[EXERCISE BRIEF]:
Tally how many lines in the entries below contain the word "handle". Reply with only the number.

Point-based annotation data:
↓↓↓

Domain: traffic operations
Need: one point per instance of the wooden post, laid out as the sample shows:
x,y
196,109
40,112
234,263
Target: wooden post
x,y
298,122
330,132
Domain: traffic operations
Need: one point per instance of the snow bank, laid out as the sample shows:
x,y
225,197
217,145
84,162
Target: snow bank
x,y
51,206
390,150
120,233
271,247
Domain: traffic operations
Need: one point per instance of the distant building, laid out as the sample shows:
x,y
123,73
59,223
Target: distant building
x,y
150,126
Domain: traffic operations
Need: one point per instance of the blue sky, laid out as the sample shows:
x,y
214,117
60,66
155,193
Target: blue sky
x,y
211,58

↑↑↑
↓↓↓

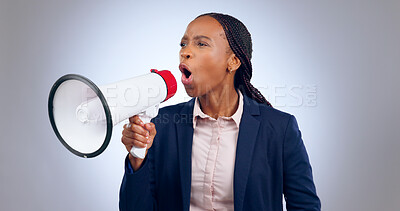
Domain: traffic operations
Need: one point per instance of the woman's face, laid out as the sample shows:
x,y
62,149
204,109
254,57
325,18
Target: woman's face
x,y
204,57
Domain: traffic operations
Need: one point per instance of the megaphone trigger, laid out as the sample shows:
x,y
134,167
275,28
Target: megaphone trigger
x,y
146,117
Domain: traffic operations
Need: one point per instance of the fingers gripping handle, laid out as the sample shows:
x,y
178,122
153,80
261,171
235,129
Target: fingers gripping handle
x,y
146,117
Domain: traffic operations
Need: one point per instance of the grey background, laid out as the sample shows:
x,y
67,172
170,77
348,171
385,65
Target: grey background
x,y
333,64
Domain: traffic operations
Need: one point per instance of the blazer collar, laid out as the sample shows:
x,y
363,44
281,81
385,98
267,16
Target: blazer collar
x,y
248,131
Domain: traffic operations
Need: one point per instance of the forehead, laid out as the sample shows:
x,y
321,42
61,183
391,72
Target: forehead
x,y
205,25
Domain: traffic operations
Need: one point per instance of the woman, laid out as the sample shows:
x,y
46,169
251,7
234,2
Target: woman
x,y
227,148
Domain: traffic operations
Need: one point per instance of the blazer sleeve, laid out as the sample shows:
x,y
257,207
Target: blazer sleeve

↑↑↑

[TASK OUTPUT]:
2